▸ Exercise requirements
Type out all the records word for word. Any pictures are to be left out.

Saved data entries
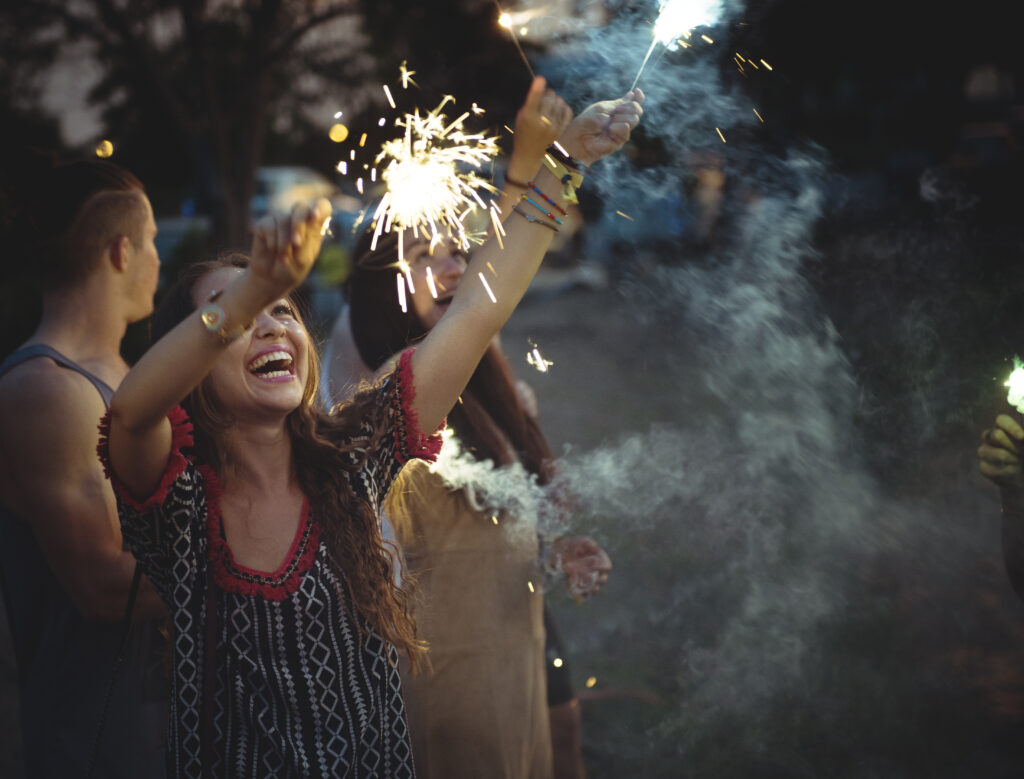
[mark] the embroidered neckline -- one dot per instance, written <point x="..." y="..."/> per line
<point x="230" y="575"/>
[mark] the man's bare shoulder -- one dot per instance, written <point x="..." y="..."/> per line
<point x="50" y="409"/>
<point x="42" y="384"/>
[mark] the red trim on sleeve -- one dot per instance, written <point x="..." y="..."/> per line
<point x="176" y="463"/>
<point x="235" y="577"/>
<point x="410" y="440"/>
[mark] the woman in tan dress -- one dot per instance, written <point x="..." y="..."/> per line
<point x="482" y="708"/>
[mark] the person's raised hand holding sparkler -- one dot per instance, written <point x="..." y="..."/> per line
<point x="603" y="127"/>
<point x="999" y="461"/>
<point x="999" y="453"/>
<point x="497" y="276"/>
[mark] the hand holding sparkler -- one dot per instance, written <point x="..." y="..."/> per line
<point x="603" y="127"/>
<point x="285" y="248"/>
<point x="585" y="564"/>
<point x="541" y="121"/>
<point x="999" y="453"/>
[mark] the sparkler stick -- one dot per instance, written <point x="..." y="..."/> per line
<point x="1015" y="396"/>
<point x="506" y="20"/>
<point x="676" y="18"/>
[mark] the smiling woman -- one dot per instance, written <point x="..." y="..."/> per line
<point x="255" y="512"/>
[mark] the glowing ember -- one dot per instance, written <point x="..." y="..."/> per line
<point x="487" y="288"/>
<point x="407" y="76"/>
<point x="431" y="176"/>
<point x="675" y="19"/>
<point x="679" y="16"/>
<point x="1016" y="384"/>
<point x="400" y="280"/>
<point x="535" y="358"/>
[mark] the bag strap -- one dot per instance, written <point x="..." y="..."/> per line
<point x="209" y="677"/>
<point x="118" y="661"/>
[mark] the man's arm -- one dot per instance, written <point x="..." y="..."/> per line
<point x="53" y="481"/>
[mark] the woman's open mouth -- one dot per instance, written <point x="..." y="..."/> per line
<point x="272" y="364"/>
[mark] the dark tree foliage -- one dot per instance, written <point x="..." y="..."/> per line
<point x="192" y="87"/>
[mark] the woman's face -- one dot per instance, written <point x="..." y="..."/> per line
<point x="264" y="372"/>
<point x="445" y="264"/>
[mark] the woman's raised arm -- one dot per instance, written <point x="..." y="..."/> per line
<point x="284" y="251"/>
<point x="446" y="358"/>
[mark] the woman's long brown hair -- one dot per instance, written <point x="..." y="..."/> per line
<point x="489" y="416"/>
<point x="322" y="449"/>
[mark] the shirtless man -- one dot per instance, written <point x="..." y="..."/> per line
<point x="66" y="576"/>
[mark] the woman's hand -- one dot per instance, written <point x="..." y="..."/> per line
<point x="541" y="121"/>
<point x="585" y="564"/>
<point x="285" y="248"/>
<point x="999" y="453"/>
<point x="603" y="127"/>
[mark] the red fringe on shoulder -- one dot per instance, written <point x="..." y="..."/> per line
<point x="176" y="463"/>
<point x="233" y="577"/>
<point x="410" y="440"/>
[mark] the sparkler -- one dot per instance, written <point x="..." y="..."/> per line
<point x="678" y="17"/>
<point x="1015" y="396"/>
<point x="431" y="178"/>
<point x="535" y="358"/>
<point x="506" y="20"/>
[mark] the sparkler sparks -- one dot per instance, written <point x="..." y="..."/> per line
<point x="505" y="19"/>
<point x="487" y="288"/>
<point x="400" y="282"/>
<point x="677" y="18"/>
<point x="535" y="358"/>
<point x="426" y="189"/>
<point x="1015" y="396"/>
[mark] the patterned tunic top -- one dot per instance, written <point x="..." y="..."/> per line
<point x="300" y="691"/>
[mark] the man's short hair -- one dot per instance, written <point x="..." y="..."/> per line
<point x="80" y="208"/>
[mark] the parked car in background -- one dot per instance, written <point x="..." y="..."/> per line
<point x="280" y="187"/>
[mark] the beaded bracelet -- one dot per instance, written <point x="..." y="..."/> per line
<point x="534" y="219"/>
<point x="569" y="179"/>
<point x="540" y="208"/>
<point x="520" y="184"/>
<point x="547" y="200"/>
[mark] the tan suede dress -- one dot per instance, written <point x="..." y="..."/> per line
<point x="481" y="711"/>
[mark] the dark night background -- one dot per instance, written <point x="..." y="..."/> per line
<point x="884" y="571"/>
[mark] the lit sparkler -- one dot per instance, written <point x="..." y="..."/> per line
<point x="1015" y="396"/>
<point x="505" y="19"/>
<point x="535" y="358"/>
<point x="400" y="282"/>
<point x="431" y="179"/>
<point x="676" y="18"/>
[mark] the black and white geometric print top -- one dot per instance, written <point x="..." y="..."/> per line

▸ Finished answer
[mark] the embroidered neckline -- one dot per instance, written <point x="..." y="..."/> per line
<point x="230" y="575"/>
[mark] the man's bare shoulder -- one dot per instance, written <point x="..." y="..."/> per line
<point x="50" y="409"/>
<point x="42" y="384"/>
[mark] the red trim on sleeve -- one dot per instance, written <point x="..." y="..."/> per line
<point x="176" y="463"/>
<point x="235" y="577"/>
<point x="410" y="440"/>
[mark] the woman in tan dress -- one dot per instance, written <point x="..." y="..."/> per line
<point x="482" y="708"/>
[mark] the person's raised hand holding sparkler -- one dot per instance, written <point x="..." y="..."/> per line
<point x="603" y="127"/>
<point x="999" y="461"/>
<point x="999" y="453"/>
<point x="497" y="276"/>
[mark] the hand holding sparkler -- one dot per instance, written <point x="..." y="..."/> per line
<point x="603" y="127"/>
<point x="285" y="248"/>
<point x="585" y="564"/>
<point x="541" y="121"/>
<point x="999" y="453"/>
[mark] the sparkler stick -- one dot per instance, written <point x="..." y="..."/> per line
<point x="1015" y="396"/>
<point x="506" y="20"/>
<point x="676" y="18"/>
[mark] the smiling woman -- one dot per instance, written <point x="..." y="..."/> per line
<point x="255" y="512"/>
[mark] the glowing ember -- one dot per instance, written <point x="..." y="..."/> per line
<point x="487" y="288"/>
<point x="407" y="76"/>
<point x="431" y="176"/>
<point x="675" y="19"/>
<point x="679" y="16"/>
<point x="1016" y="384"/>
<point x="400" y="280"/>
<point x="535" y="358"/>
[mark] the bag strap -- one dot per instance, written <point x="..." y="..."/> per line
<point x="209" y="677"/>
<point x="118" y="661"/>
[mark] the man's arm -- one dot per instance, written <point x="..." y="..."/> per line
<point x="53" y="481"/>
[mark] the woman's open mouth -- one dot per instance, written <point x="..." y="..."/> per line
<point x="272" y="364"/>
[mark] the dark tree foliage -- one dot per instance, written <point x="..." y="..."/> per line
<point x="192" y="87"/>
[mark] the woman's face -- one dot per instance, written <point x="..." y="..."/> per line
<point x="264" y="372"/>
<point x="445" y="264"/>
[mark] the woman's raised arm -- one dot per instance, written <point x="..." y="..."/> per line
<point x="284" y="251"/>
<point x="446" y="358"/>
[mark] the woman's long brown hair -- one dot per instance, written <point x="..." y="..."/> per line
<point x="489" y="416"/>
<point x="322" y="449"/>
[mark] the shirtless man -- one dot per instance, written <point x="..." y="..."/> per line
<point x="66" y="576"/>
[mark] the woman's hand -- one dot per instance, written <point x="..." y="..."/> per line
<point x="541" y="121"/>
<point x="585" y="564"/>
<point x="285" y="248"/>
<point x="999" y="453"/>
<point x="603" y="127"/>
[mark] the red fringe on shoulder -- one dot per instance, written <point x="..." y="..."/> per line
<point x="176" y="463"/>
<point x="233" y="577"/>
<point x="410" y="440"/>
[mark] the sparkler -- one dot per instance, written <point x="..." y="..."/> per line
<point x="678" y="17"/>
<point x="1015" y="396"/>
<point x="431" y="178"/>
<point x="535" y="358"/>
<point x="506" y="20"/>
[mark] the sparkler sparks -- one dot per instance, written <point x="..." y="..."/> per line
<point x="505" y="19"/>
<point x="487" y="288"/>
<point x="400" y="282"/>
<point x="677" y="18"/>
<point x="535" y="358"/>
<point x="426" y="189"/>
<point x="1015" y="396"/>
[mark] the patterned tunic top -- one dot per instance, written <point x="..." y="..."/> per line
<point x="300" y="691"/>
[mark] the man's short hair -- one dot per instance, written <point x="..." y="..."/> per line
<point x="80" y="208"/>
[mark] the parked car in background -- one dot per instance, written <point x="..." y="..."/> per line
<point x="280" y="187"/>
[mark] the beaded bracelet -- one dot per instance, written <point x="..." y="..."/> per line
<point x="534" y="219"/>
<point x="569" y="179"/>
<point x="540" y="208"/>
<point x="520" y="184"/>
<point x="547" y="200"/>
[mark] the tan suede dress -- one dot per instance, written <point x="..." y="..."/> per line
<point x="481" y="711"/>
[mark] the dark night background -- one dot per instance, written <point x="..." y="..."/> per line
<point x="884" y="571"/>
[mark] the lit sparkler -- one dot per instance, written <point x="..." y="..."/> per line
<point x="1015" y="396"/>
<point x="505" y="19"/>
<point x="535" y="358"/>
<point x="400" y="282"/>
<point x="431" y="179"/>
<point x="676" y="18"/>
[mark] the black and white geometric print top -- one dot per instance, written <point x="..." y="..."/> per line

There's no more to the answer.